▸ Quoted passage:
++++++++++
The Non-Status Report

I see that the Wall Street Journal has observed the same thing about the HHS status report on Healthcare.gov that I did yesterday:

For instance, the progress report reveals that the website is functioning more than 90% of the time—excluding periods when it is shut down for maintenance. HHS won’t say how often that is or for how long. Why not simply proclaim that it works 100% of the time, as long as you don’t count the times when it doesn’t?

HHS touts other measures of progress—four times as much of this, doubled capacity of that—without revealing the original base. They’ve fixed those 400 bugs but won’t say what they are or how many there are in total. Such statistical ploys are like a business claiming its revenues are twice as high as the last quarter’s, in order to avoid saying if it’s profitable.

It focuses on how hard they’ve worked (inputs) rather than how much of the task has been accomplished (outputs). Whether driving 100 miles is a substantial accomplishment or not depends on the trip. If the trip is 10,000 miles, you’ve barely begun. If it’s 10 miles, you’re lost.
++++++++++
▸ Extracted material:
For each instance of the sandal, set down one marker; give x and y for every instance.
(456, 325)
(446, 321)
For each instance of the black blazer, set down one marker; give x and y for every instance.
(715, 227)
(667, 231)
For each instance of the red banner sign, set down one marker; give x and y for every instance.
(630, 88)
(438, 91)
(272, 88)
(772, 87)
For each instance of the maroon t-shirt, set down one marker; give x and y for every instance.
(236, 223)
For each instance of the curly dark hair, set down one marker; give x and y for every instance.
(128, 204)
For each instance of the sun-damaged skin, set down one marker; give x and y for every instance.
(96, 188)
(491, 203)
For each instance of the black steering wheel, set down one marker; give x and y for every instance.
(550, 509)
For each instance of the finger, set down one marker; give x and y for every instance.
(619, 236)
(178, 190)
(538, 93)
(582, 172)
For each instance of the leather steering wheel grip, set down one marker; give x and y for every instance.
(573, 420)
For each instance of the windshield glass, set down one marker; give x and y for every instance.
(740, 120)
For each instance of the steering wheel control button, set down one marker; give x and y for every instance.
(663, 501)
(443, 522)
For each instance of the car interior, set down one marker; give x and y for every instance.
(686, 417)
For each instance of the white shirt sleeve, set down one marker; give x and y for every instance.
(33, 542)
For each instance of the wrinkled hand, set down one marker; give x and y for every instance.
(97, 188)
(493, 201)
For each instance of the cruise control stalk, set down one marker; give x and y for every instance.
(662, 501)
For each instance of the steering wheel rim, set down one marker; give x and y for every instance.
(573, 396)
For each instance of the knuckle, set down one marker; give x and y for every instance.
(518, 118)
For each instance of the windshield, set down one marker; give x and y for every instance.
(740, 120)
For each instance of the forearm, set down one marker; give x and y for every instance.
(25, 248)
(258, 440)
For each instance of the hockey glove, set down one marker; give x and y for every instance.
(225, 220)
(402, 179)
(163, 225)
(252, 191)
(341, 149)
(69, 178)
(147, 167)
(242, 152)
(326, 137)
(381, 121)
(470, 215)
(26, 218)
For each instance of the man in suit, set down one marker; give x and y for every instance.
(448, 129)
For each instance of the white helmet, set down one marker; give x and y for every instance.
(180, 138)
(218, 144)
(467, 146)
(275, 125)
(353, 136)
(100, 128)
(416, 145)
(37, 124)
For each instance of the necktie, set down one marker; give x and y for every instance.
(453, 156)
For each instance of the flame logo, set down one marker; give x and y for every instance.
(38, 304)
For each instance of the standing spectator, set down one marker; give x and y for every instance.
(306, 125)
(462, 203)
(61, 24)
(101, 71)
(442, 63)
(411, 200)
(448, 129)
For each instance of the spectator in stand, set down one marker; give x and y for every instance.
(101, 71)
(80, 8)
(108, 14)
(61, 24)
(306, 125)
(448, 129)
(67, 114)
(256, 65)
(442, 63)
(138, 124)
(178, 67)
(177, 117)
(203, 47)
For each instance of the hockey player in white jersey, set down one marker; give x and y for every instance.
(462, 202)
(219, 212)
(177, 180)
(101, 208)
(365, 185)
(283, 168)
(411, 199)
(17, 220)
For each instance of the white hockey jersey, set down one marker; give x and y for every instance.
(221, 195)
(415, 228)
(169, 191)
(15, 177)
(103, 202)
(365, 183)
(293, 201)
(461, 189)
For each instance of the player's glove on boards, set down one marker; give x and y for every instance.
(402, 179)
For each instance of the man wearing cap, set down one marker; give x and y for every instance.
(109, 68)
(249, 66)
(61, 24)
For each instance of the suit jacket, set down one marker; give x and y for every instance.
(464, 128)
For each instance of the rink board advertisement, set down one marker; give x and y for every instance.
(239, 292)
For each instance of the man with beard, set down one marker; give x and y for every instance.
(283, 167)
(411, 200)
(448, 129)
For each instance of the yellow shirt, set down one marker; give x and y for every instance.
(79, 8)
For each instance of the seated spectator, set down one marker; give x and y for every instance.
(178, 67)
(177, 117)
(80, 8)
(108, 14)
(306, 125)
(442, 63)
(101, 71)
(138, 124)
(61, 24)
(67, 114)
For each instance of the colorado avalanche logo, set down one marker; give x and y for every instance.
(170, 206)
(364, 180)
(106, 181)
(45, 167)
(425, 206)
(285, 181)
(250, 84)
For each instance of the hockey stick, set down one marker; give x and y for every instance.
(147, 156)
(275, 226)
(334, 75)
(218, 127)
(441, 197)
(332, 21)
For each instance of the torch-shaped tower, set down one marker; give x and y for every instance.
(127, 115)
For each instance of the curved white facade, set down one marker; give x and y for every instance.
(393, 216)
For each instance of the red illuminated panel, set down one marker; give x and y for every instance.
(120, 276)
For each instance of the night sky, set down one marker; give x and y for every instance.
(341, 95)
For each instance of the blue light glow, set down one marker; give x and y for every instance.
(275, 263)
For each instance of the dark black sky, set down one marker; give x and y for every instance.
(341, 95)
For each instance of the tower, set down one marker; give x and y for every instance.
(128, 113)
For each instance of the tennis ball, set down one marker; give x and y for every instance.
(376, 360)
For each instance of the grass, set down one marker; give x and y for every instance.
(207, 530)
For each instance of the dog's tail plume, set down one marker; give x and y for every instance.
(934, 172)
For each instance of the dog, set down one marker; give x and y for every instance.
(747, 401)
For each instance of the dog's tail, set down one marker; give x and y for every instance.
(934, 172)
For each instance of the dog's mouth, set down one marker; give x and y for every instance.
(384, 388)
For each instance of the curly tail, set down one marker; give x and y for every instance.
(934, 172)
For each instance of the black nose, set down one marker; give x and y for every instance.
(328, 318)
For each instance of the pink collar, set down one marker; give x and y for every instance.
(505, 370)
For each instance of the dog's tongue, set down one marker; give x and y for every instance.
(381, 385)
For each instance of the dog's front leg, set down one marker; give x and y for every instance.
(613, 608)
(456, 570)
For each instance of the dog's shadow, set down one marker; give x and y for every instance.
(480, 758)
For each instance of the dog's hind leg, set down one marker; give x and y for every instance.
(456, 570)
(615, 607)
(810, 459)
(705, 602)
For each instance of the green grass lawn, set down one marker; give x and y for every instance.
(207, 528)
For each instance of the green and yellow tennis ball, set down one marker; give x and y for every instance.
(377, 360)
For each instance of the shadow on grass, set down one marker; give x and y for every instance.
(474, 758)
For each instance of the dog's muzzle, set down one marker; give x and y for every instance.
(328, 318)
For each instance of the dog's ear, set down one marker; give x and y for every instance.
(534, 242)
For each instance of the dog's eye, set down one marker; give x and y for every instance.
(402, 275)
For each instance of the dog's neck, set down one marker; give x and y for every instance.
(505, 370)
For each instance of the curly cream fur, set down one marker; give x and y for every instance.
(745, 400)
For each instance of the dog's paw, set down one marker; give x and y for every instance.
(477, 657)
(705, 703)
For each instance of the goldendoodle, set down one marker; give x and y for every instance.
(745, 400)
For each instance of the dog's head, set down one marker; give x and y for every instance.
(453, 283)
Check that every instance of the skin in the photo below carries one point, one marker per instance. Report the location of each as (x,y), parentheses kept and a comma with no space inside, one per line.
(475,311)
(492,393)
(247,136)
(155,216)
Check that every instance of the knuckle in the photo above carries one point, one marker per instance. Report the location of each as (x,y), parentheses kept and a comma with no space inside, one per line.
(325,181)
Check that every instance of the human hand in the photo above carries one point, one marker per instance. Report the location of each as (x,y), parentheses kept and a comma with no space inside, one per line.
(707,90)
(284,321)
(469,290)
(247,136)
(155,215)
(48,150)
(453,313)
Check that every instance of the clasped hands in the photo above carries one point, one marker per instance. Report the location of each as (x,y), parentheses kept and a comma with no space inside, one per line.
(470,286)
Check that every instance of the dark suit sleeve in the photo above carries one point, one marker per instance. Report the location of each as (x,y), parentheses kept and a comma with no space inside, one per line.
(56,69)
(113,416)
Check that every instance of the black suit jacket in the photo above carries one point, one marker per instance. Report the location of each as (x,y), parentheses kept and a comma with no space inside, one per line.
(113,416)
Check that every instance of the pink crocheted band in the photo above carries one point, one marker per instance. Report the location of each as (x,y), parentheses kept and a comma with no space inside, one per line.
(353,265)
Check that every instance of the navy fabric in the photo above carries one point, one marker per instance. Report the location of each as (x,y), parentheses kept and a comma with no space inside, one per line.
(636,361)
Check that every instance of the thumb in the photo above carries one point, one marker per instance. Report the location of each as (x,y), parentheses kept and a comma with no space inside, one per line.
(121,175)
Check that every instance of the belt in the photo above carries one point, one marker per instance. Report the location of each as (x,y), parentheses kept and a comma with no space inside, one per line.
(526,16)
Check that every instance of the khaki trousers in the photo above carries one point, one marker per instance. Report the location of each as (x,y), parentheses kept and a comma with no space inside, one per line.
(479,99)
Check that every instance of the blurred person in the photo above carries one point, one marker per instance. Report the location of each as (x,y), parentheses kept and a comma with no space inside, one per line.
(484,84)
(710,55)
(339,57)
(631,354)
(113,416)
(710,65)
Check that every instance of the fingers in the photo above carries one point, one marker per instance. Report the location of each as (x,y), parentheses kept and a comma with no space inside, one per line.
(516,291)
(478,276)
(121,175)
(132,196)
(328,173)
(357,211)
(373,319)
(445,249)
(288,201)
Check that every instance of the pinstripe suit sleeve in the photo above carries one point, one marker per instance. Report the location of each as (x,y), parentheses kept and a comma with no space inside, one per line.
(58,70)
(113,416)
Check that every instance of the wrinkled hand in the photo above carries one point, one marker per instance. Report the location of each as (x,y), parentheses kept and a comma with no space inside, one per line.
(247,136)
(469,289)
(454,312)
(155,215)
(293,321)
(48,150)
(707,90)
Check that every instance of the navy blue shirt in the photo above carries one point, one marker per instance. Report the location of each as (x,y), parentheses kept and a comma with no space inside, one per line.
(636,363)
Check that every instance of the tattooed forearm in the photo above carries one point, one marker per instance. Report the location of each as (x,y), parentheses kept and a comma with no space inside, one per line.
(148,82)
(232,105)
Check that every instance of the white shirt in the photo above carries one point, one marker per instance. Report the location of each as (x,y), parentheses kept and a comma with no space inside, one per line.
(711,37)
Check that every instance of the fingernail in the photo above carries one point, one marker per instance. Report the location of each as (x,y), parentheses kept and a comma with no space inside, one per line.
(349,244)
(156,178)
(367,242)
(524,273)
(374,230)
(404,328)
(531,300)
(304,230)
++++++++++
▸ Exercise A:
Answer these questions about the Healthcare.gov text, one line each:
(i) According to the progress report, how much of the time is the website functioning?
(ii) How many bugs have been fixed?
(iii) If the trip is 10,000 miles, what does driving 100 miles mean?
▸ Exercise B: Rewrite the Healthcare.gov text starting at "It focuses on" and ending at "miles, you’re lost.", replacing "trip" with "journey" each time it appears.
Answer from the Healthcare.gov text alone, not from the listing.

▸ Written response A:
(i) More than 90% of the time, excluding periods when it is shut down for maintenance.
(ii) 400.
(iii) You've barely begun.

▸ Written response B:
It focuses on how hard they’ve worked (inputs) rather than how much of the task has been accomplished (outputs). Whether driving 100 miles is a substantial accomplishment or not depends on the journey. If the journey is 10,000 miles, you’ve barely begun. If it’s 10 miles, you’re lost.